*** RECORDS FOR THE EXERCISE Section Begins ***

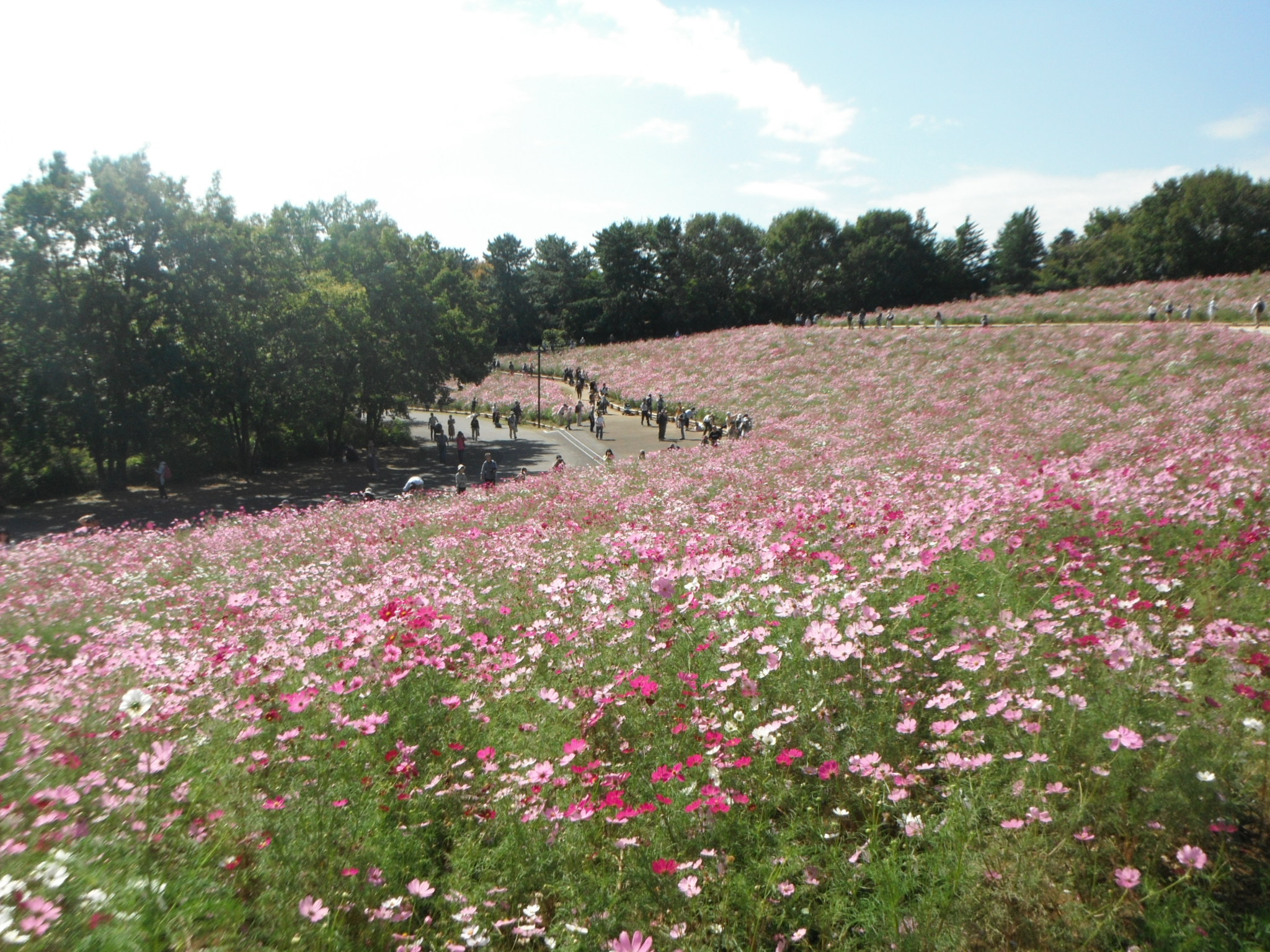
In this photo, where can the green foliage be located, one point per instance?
(138, 320)
(1018, 254)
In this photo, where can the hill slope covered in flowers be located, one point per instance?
(967, 648)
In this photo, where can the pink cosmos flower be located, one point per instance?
(1128, 878)
(42, 914)
(1193, 857)
(639, 942)
(1123, 736)
(158, 759)
(313, 909)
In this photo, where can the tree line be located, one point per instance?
(657, 278)
(139, 322)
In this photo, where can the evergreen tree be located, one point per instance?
(1018, 254)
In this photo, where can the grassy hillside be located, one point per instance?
(967, 648)
(1233, 294)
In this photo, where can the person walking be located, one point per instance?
(164, 472)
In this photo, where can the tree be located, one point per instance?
(1018, 254)
(802, 267)
(963, 263)
(1209, 223)
(890, 260)
(723, 270)
(564, 289)
(628, 265)
(505, 282)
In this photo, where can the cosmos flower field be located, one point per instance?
(967, 648)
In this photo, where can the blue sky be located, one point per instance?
(469, 120)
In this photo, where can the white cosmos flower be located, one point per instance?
(9, 885)
(136, 702)
(51, 874)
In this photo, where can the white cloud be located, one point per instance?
(698, 54)
(930, 123)
(1062, 201)
(784, 191)
(1240, 126)
(840, 159)
(664, 130)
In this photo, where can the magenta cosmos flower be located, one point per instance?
(1128, 878)
(313, 909)
(1193, 857)
(1123, 738)
(639, 942)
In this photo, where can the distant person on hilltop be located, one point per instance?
(164, 472)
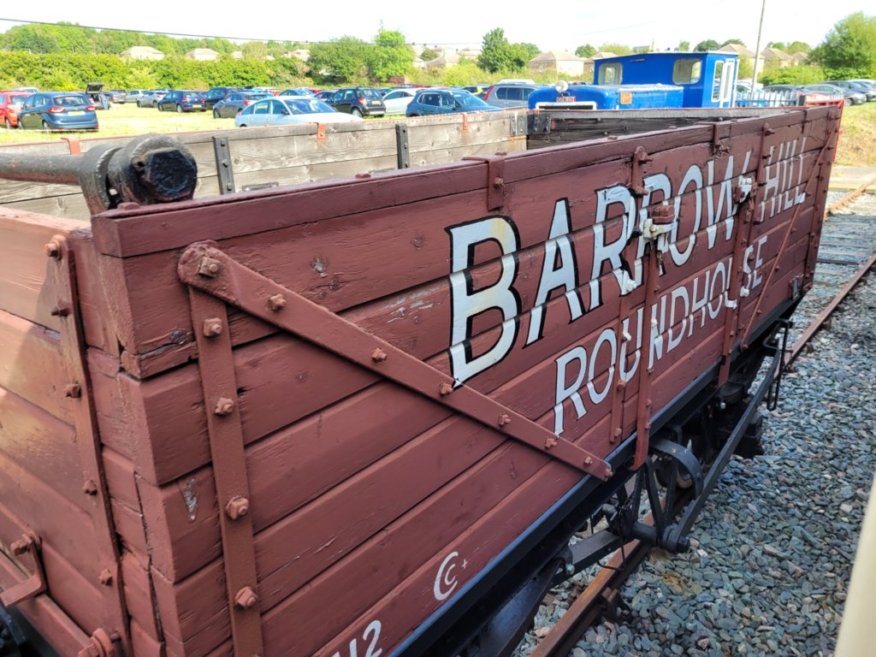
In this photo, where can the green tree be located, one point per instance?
(495, 51)
(340, 60)
(390, 57)
(707, 45)
(849, 49)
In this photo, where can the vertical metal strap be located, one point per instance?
(221, 403)
(77, 389)
(402, 146)
(224, 169)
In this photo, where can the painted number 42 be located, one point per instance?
(370, 637)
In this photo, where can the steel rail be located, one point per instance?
(602, 592)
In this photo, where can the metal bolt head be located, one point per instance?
(73, 390)
(53, 250)
(209, 267)
(276, 302)
(246, 598)
(237, 507)
(212, 327)
(224, 406)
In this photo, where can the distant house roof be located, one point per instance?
(142, 52)
(737, 48)
(203, 54)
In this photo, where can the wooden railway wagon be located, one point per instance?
(363, 417)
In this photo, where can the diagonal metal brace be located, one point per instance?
(207, 268)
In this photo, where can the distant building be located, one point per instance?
(142, 52)
(203, 55)
(558, 61)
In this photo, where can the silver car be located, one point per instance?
(285, 110)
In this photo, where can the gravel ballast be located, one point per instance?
(773, 549)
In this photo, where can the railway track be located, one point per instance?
(846, 254)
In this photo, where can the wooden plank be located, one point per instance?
(23, 288)
(31, 365)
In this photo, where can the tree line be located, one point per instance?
(67, 56)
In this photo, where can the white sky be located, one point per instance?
(561, 24)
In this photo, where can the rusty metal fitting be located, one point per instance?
(212, 327)
(73, 390)
(276, 302)
(224, 406)
(237, 507)
(53, 250)
(209, 267)
(20, 546)
(246, 598)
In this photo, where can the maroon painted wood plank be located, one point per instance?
(31, 364)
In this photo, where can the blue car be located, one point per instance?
(57, 111)
(446, 101)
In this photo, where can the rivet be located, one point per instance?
(224, 406)
(209, 267)
(212, 327)
(237, 507)
(276, 302)
(245, 598)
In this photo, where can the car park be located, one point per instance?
(234, 103)
(359, 101)
(10, 106)
(397, 100)
(217, 94)
(285, 110)
(510, 94)
(177, 100)
(446, 101)
(57, 111)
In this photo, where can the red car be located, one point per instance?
(10, 104)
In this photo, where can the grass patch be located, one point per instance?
(857, 143)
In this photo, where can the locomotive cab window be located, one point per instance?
(687, 71)
(611, 74)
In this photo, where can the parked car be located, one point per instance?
(98, 98)
(850, 97)
(216, 94)
(397, 100)
(869, 93)
(284, 110)
(58, 110)
(446, 101)
(150, 98)
(182, 101)
(10, 106)
(234, 103)
(510, 94)
(297, 91)
(359, 101)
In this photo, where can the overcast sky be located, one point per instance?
(561, 24)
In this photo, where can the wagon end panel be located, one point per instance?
(362, 392)
(58, 563)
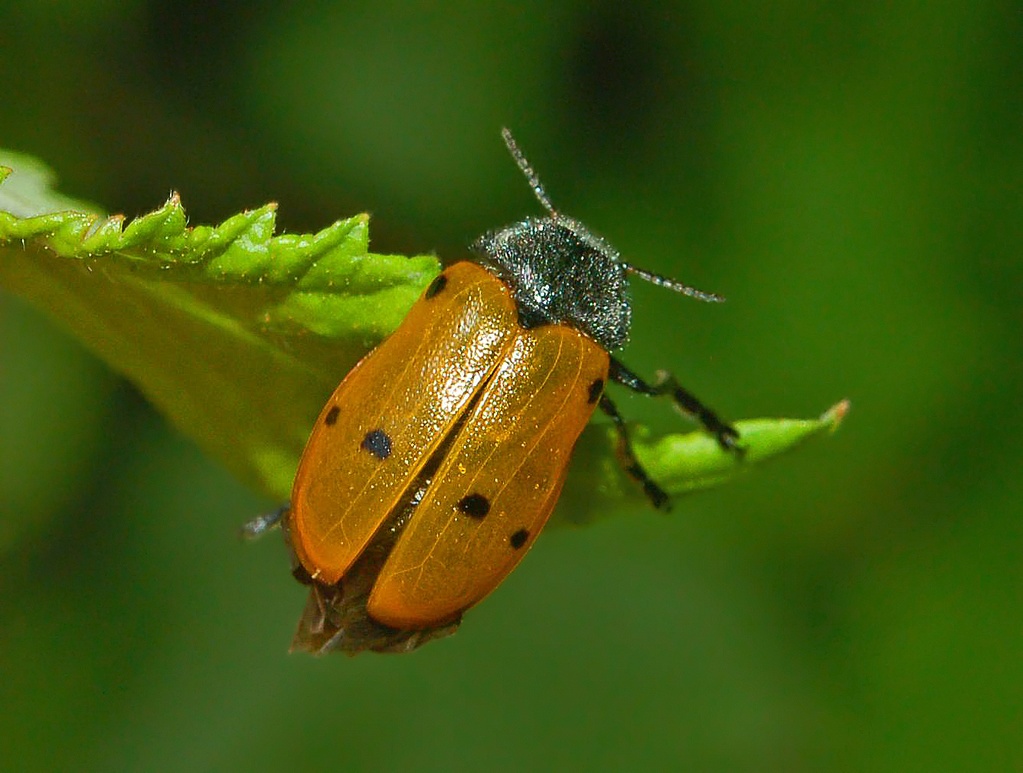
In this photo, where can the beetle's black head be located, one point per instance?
(560, 272)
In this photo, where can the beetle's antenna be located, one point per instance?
(531, 176)
(674, 284)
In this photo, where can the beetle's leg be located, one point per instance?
(684, 401)
(627, 458)
(263, 524)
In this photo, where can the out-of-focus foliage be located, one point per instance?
(849, 177)
(238, 335)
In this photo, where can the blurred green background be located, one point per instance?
(849, 176)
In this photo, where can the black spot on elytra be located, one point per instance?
(475, 505)
(436, 286)
(377, 443)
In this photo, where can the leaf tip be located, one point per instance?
(834, 415)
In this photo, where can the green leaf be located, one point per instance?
(680, 463)
(239, 335)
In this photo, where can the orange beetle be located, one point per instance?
(437, 461)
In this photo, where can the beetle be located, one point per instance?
(438, 459)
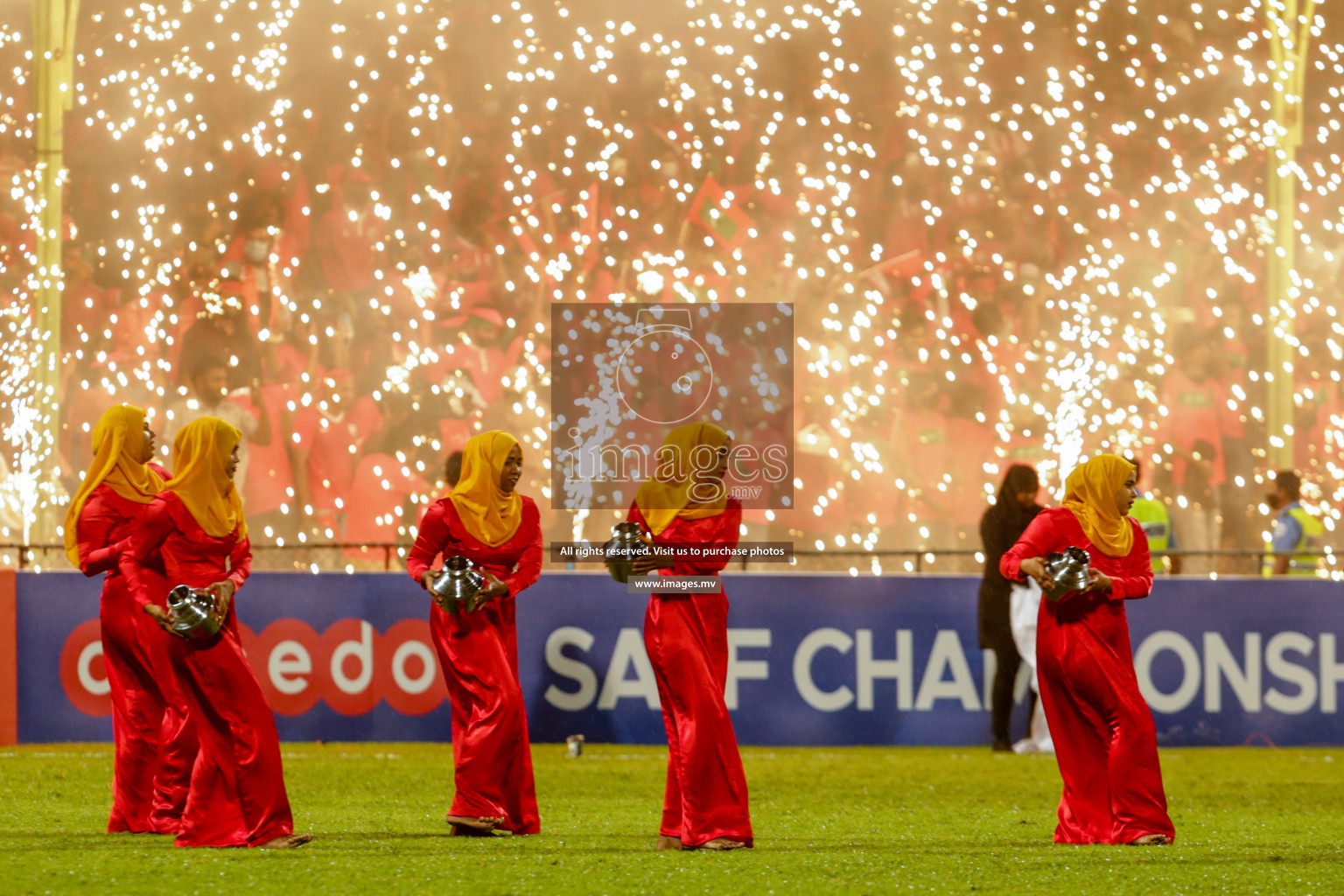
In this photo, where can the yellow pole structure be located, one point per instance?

*** RECORDS FOR THE EXERCISE Section Ends ***

_WORK ITEM_: The entries should be reproduced word for word, pictures omitted.

_TASK RESULT_:
In this photo, where can the green foliage be located, one point per instance?
(138, 320)
(1018, 254)
In this photo, where can the hill slope covered in flowers be located, one point per instance?
(967, 648)
In this photo, where can the pink cosmos flower be located, one point per instance?
(1128, 878)
(42, 914)
(1193, 857)
(639, 942)
(1123, 736)
(158, 759)
(313, 909)
In this photo, where can the tree line be located, one point per instance?
(657, 278)
(139, 322)
In this photo, where can the evergreen tree be located, one point per instance?
(1018, 254)
In this photo, where can the grassy hillside be located, one point per instance?
(967, 648)
(1233, 294)
In this photo, where can the person walking be located, one point per instance?
(164, 472)
In this photo, where can the tree be located, one point per instance?
(1018, 254)
(802, 267)
(963, 263)
(1209, 223)
(890, 260)
(723, 270)
(564, 289)
(628, 265)
(505, 282)
In this photo, where can the cosmos flower field be located, one point per instance?
(967, 648)
In this photo, where can the blue sky be located, one point per instance?
(469, 120)
In this photo, where can the white cosmos flower be located, one point per instance?
(9, 885)
(136, 702)
(51, 874)
In this photo, where can the white cloud be located, one point per instance?
(698, 54)
(930, 123)
(1062, 201)
(784, 191)
(1240, 126)
(840, 159)
(664, 130)
In this photo, where can the magenta cosmos flower be located, one point per instance?
(1128, 878)
(313, 909)
(1193, 857)
(1123, 738)
(639, 942)
In this photo, where can the distant person on hilltop be located, one point per instance?
(164, 472)
In this photo, where can the green tree be located, one point per instance?
(495, 51)
(340, 60)
(390, 57)
(707, 45)
(849, 49)
In this photo, where can the vertical metal strap be located, one point per instance?
(221, 403)
(77, 389)
(402, 146)
(224, 169)
In this photo, where can the painted number 42 be located, one point per instance?
(370, 637)
In this photo, where can the steel rail be located, one point per instance?
(602, 592)
In this photo, where can the metal bolt head be located, one point per instance?
(73, 390)
(53, 250)
(209, 267)
(276, 302)
(246, 598)
(237, 507)
(212, 327)
(224, 406)
In this photo, where can the distant house roof be located, one point per instance?
(142, 52)
(737, 48)
(203, 54)
In this photo, where can the wooden railway wagon be located, one point per instance?
(363, 417)
In this photo, where can the diagonal metal brace be located, one point per instance?
(207, 268)
In this photo, where can the distant building be located, one point per instance?
(142, 52)
(203, 55)
(558, 61)
In this photo, where can the silver car be located, one point per instance?
(285, 110)
In this photo, where can the gravel ballast be located, one point per instance?
(773, 549)
In this photo, where can the railway track be located, one point per instance?
(846, 254)
In this photo, where can the wooden plank be located, one point per instance?
(23, 288)
(31, 365)
In this photo, where can the tree line be located, one point per instance?
(67, 56)
In this photo, where can the white sky be located, one point per instance?
(561, 24)
In this photo, where can the rusty metal fitting be located, one point per instance?
(212, 327)
(73, 390)
(276, 302)
(224, 406)
(237, 507)
(53, 250)
(209, 267)
(20, 546)
(246, 598)
In this photo, where can the maroon painted wood plank be located, one point per instance?
(31, 364)
In this photo, where can the blue car be located, one point per instance?
(57, 111)
(446, 101)
In this photo, where can the rivet be located, one point per instance?
(224, 406)
(209, 267)
(212, 327)
(237, 507)
(276, 302)
(245, 598)
In this photo, where can the car park be located, one point per instance?
(234, 103)
(359, 101)
(10, 106)
(397, 100)
(217, 94)
(285, 110)
(510, 94)
(177, 100)
(446, 101)
(57, 111)
In this photo, where can the red car be located, one point per instance?
(10, 104)
In this photo, where can the grass patch be located, one point per instance?
(857, 143)
In this photo, where can the locomotive cab window be located, one point per instance?
(687, 71)
(611, 74)
In this photo, where can the parked car be located, one point per instance?
(98, 98)
(850, 97)
(216, 94)
(397, 100)
(869, 93)
(284, 110)
(58, 110)
(446, 101)
(150, 98)
(182, 101)
(10, 106)
(234, 103)
(510, 94)
(297, 91)
(359, 101)
In this photo, where can the overcast sky be located, one point per instance?
(561, 24)
In this photo, where can the wagon end panel be located, one point per instance?
(362, 392)
(58, 563)
In this photo, where can the beetle's black head be located, one point per instance?
(560, 272)
In this photo, where can the beetle's antenna be located, one point per instance?
(531, 176)
(674, 284)
In this photo, where can the beetle's leg be located, one point per instance?
(684, 401)
(627, 458)
(263, 524)
In this photo, where can the out-of-focus foliage be located, one point per instance?
(849, 177)
(238, 335)
In this photo, where can the blurred green background be located, one point per instance?
(849, 176)
In this photo, where can the black spot on elytra be located, one point per instance?
(475, 505)
(436, 286)
(377, 443)
In this photo, where can the leaf tip be located, one point per instance?
(834, 415)
In this photo, where can the green leaf be located, one point per instance?
(680, 463)
(239, 335)
In this photo, where can the orange beetle be located, one point per instance?
(437, 461)
In this photo, where can the beetle be located, one point per instance?
(438, 459)
In this photo, where can the yellow pole structure be located, one point per instance?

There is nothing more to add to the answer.